Faithfully return all lines, omitting every embedded picture.
— Start Dataset records —
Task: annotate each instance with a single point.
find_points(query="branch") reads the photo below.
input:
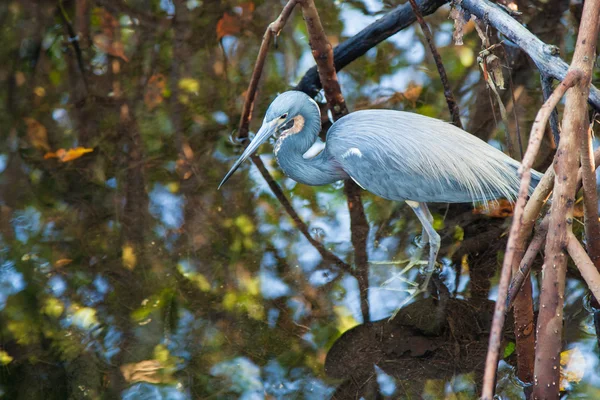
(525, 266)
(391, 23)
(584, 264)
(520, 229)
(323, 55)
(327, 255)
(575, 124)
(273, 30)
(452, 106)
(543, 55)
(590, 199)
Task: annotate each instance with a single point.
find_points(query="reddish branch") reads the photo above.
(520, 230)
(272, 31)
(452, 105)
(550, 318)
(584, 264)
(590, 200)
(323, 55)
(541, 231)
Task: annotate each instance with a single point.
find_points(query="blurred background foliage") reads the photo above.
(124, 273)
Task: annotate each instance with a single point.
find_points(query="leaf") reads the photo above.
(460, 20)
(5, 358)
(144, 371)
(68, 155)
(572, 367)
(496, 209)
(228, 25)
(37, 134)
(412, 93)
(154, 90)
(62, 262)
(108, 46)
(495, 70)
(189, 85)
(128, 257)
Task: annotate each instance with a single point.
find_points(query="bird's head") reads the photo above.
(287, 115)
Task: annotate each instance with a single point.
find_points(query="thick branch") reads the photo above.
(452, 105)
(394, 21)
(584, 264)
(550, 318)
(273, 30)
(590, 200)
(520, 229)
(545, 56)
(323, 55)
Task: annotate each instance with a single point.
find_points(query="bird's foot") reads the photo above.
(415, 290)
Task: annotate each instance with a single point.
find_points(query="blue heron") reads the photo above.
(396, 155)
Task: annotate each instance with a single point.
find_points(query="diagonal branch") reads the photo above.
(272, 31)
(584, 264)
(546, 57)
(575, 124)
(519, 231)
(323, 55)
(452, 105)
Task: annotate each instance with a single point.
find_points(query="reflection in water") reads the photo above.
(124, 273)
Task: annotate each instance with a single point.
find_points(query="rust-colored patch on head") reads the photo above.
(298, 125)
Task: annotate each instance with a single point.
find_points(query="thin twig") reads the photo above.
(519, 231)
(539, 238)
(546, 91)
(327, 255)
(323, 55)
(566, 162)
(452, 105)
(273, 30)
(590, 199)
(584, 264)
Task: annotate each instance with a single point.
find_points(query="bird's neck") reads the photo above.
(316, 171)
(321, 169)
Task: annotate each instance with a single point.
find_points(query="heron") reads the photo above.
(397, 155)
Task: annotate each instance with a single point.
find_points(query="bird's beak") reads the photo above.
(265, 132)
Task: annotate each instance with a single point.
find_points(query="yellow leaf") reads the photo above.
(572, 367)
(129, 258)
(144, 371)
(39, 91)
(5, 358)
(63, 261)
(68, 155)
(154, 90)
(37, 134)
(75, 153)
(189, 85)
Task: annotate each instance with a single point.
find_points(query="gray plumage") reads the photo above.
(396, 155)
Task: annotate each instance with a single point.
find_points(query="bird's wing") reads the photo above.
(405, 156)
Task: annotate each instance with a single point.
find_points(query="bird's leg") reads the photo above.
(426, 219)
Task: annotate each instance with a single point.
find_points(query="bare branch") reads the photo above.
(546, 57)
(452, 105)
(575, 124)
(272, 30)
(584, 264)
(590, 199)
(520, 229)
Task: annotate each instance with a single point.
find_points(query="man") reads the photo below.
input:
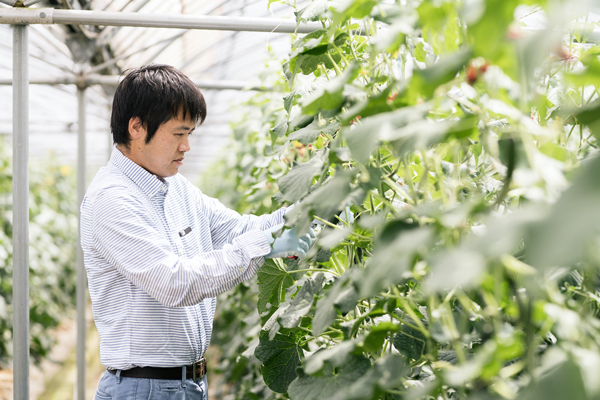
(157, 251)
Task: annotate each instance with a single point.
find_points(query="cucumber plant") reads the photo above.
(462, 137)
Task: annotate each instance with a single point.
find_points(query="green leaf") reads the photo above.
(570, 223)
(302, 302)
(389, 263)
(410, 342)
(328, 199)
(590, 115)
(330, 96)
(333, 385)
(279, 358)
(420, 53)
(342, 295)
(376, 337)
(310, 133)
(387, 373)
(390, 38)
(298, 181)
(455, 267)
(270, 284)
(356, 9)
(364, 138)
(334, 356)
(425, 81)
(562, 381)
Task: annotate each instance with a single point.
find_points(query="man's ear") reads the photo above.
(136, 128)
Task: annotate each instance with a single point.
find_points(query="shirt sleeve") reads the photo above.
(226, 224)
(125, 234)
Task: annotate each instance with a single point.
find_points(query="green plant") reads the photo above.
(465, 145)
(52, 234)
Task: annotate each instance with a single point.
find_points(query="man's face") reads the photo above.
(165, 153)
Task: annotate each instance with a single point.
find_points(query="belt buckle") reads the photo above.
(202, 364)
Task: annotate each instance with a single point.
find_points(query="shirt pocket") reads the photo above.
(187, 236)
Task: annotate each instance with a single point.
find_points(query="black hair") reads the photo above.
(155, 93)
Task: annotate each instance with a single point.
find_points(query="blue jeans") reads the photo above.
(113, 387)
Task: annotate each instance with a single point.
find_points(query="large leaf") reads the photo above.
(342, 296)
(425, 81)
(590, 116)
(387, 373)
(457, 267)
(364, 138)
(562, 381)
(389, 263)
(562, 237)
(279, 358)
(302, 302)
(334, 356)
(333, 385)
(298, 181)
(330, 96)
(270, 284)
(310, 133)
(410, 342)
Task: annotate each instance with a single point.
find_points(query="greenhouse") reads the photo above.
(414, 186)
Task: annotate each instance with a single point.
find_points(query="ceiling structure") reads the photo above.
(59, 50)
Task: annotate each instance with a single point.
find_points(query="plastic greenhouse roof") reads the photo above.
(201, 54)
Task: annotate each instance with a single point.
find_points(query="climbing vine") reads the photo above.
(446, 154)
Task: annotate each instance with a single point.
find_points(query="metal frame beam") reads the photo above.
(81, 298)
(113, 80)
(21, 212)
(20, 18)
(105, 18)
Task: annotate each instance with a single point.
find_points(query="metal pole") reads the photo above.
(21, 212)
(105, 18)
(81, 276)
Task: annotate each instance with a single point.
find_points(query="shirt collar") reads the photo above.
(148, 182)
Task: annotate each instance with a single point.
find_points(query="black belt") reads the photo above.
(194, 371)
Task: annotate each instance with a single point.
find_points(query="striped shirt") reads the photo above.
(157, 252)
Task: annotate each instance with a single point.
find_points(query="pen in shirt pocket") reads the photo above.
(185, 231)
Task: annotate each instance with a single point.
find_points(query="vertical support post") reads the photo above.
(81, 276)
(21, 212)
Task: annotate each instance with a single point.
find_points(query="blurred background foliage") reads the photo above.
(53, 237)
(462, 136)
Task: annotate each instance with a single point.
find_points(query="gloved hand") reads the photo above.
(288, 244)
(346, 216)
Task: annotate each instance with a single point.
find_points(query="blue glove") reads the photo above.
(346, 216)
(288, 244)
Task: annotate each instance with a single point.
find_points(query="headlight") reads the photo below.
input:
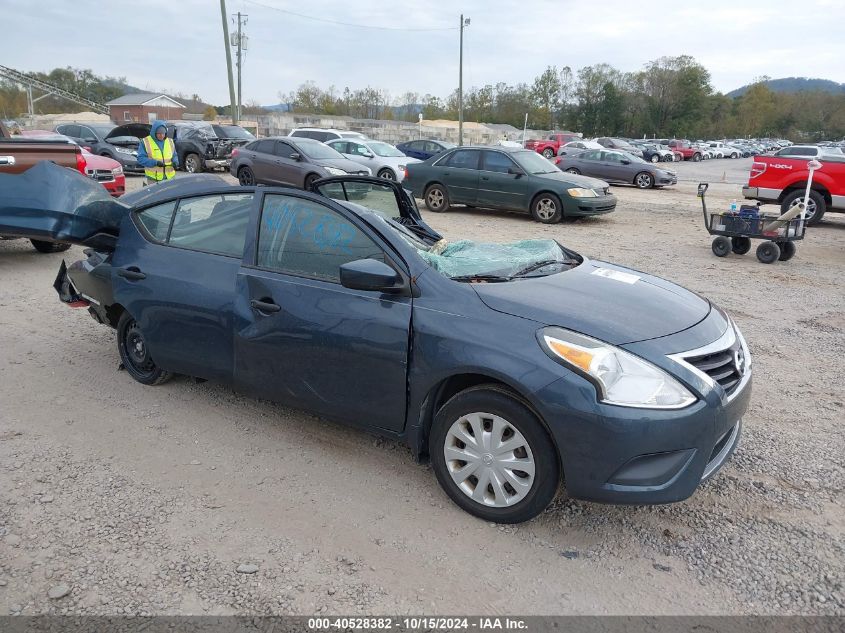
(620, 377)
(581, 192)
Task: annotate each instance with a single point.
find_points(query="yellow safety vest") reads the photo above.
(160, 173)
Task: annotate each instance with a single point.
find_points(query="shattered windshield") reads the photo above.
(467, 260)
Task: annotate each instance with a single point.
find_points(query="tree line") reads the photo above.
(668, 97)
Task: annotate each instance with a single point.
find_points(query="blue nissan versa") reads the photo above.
— End Dataset records —
= Written response =
Task: annotate each instance with a single point.
find_points(query="branch") reads the photo below.
input:
(525, 266)
(391, 23)
(584, 264)
(520, 229)
(323, 55)
(327, 255)
(575, 124)
(273, 30)
(452, 106)
(543, 55)
(590, 199)
Task: annotate each instance with a single point.
find_points(query="reddish branch") reads the photo above.
(520, 230)
(272, 31)
(452, 105)
(550, 318)
(584, 264)
(590, 200)
(323, 55)
(541, 231)
Task: annotate each instance with a single point.
find_points(query="blurred background foliage") reads the photo above.
(124, 273)
Task: annotate each instance with a single point.
find_points(query="leaf") reads the photo above.
(460, 20)
(5, 358)
(144, 371)
(68, 155)
(572, 367)
(496, 209)
(228, 25)
(37, 134)
(412, 93)
(154, 90)
(62, 262)
(108, 46)
(495, 70)
(189, 85)
(128, 257)
Task: annotate each instance with a single point.
find_points(query="bird's head") reads the photo above.
(287, 115)
Task: annotate each instance with a single point.
find_points(query="thick branch") reads the photo above.
(452, 105)
(394, 21)
(584, 264)
(550, 318)
(273, 30)
(590, 200)
(520, 229)
(545, 56)
(323, 55)
Task: annotate each instance with a single point.
find_points(query="bird's foot") reads the photo above.
(415, 290)
Task: annotate each instance with a single point.
find_points(query="blue heron") reads the photo above.
(396, 155)
Task: annotate each instance with a single point.
find_points(query="diagonal branch") reads the photo above.
(272, 31)
(584, 264)
(546, 57)
(575, 124)
(519, 231)
(323, 55)
(452, 105)
Task: annotate each instance with a single point.
find_points(query="reflection in water") reads the photo above.
(124, 273)
Task: annotate each instance with a single point.
find_points(query="rust-colored patch on head") reads the photo above.
(298, 125)
Task: annotate each instance with a single point.
find_points(query="thin twig") reads the photo above.
(519, 231)
(539, 238)
(546, 91)
(327, 255)
(323, 55)
(566, 162)
(452, 105)
(273, 30)
(590, 199)
(584, 264)
Task: annotate each instance with a single point.
find_points(query="bird's neck") reads the photo above.
(316, 171)
(321, 169)
Task: annotate each instance with a single point.
find_points(query="heron") reads the photo above.
(397, 155)
Task: annotate each instance with a single point.
find_points(query="bird's beak") reads the photo above.
(265, 132)
Task: annotate each instance with a single point.
find_points(query="yellow leaf") reads the photo above.
(572, 367)
(129, 258)
(144, 371)
(39, 91)
(5, 358)
(63, 261)
(68, 155)
(154, 90)
(37, 134)
(75, 153)
(189, 85)
Task: annotate each instance with a single point.
find_points(query="gray plumage") reads the photo above.
(396, 155)
Task: annotate each instance with a single point.
find_points(query="bird's wing") reads the photo above.
(405, 156)
Task: annotate each instance with a single point.
find_points(query="bird's leg") reads the photo above.
(426, 219)
Task: annotate each instance with a single point.
find_points(query="bare branch") reads the photo above.
(546, 57)
(452, 105)
(575, 124)
(272, 30)
(584, 264)
(590, 199)
(520, 229)
Task: annotate each instance with a single point.
find_points(query="man") reads the photo below.
input:
(157, 251)
Task: annotate each instance with a single point.
find_points(query="cucumber plant") reads the photo above.
(462, 137)
Task: annotate each instance with a single point.
find_points(query="green leaf") reads the photo above.
(570, 223)
(302, 302)
(389, 263)
(410, 342)
(328, 199)
(590, 115)
(330, 96)
(333, 385)
(279, 358)
(420, 53)
(342, 295)
(376, 337)
(310, 133)
(387, 373)
(390, 38)
(298, 181)
(455, 267)
(270, 284)
(356, 9)
(364, 138)
(334, 356)
(425, 81)
(562, 381)
Task: annotate each instance with a single point.
find_points(query="man's ear") reads the photo above.
(136, 128)
Task: annotate each instance with a single point.
find_points(query="shirt sleeve") reads the photo above.
(226, 224)
(125, 234)
Task: annotate each instance with a single point.
find_points(query="green plant") reads the photo above.
(465, 145)
(52, 234)
Task: annotate each instance with a single point.
find_points(query="man's face") reads the photo above.
(165, 153)
Task: annotate each instance with a single point.
find_points(query="belt buckle") reads the photo above.
(202, 364)
Task: annotate each instance with a single point.
find_points(query="shirt pocket") reads the photo above.
(187, 236)
Task: annotate each instance with a single point.
find_points(query="black hair") reads the photo above.
(155, 93)
Task: annotate each instance with a single point.
find_points(query="blue jeans") reads the photo above.
(113, 387)
Task: annotate each instance with a single point.
find_points(query="large leaf") reads the photo above.
(342, 296)
(425, 81)
(590, 116)
(387, 373)
(457, 267)
(364, 138)
(562, 381)
(389, 263)
(562, 237)
(279, 358)
(302, 302)
(334, 356)
(333, 385)
(298, 181)
(330, 96)
(270, 284)
(310, 133)
(410, 342)
Task: annotate each instance with a single point.
find_points(query="greenhouse") reads the photo above.
(414, 186)
Task: annotate each instance with a single point.
find_points(query="ceiling structure") reads the photo above.
(59, 50)
Task: annotate each instance with a single point.
find_points(query="plastic greenhouse roof") reads the photo above.
(201, 54)
Task: annotate each instance with a single point.
find_points(query="climbing vine") reads the photo above.
(446, 154)
Task: annotate each instance with a single point.
find_points(query="metal frame beam") reads the photo above.
(81, 298)
(113, 80)
(21, 212)
(20, 18)
(105, 18)
Task: annotate each instance with a single point.
find_points(query="metal pole") reads the photo above.
(21, 212)
(105, 18)
(81, 276)
Task: annotate each instance with a single point.
find_points(query="shirt collar") reads the photo above.
(148, 182)
Task: annotate each instance with a single point.
find_points(query="black belt") reads the photo above.
(194, 371)
Task: annotate each instance with a single point.
find_points(query="striped shirt") reads the photo above.
(157, 252)
Task: annotate each instance with a single point.
find_points(query="pen in shirt pocket") reads the photo above.
(185, 231)
Task: annotate each instance with a single point.
find_points(query="vertical support post") reads the photo above.
(81, 276)
(21, 212)
Task: annotate each instance with a single point.
find_points(query="blurred background foliage") reads the photo above.
(53, 237)
(462, 136)
Task: annotate each instance with a single point.
find_points(query="gloved hand") reads the photo above.
(288, 244)
(346, 216)
Task: annotate each instance with a single point.
find_points(query="blue glove") reads the photo above.
(346, 216)
(288, 244)
Task: annotate each instance with a single point.
find_points(query="headlight") reads the photo below.
input:
(620, 377)
(581, 192)
Task: annotate each instance with a single point.
find_points(query="yellow safety vest") reads the photo above.
(160, 173)
Task: annotate each instance with a single point.
find_points(query="shattered windshield") reads the photo above.
(467, 260)
Task: annotate each instance with a single point.
find_points(query="tree line") reads the photo above.
(668, 97)
Task: annotate each instance with a single point.
find_points(query="blue nissan versa") reads the photo above.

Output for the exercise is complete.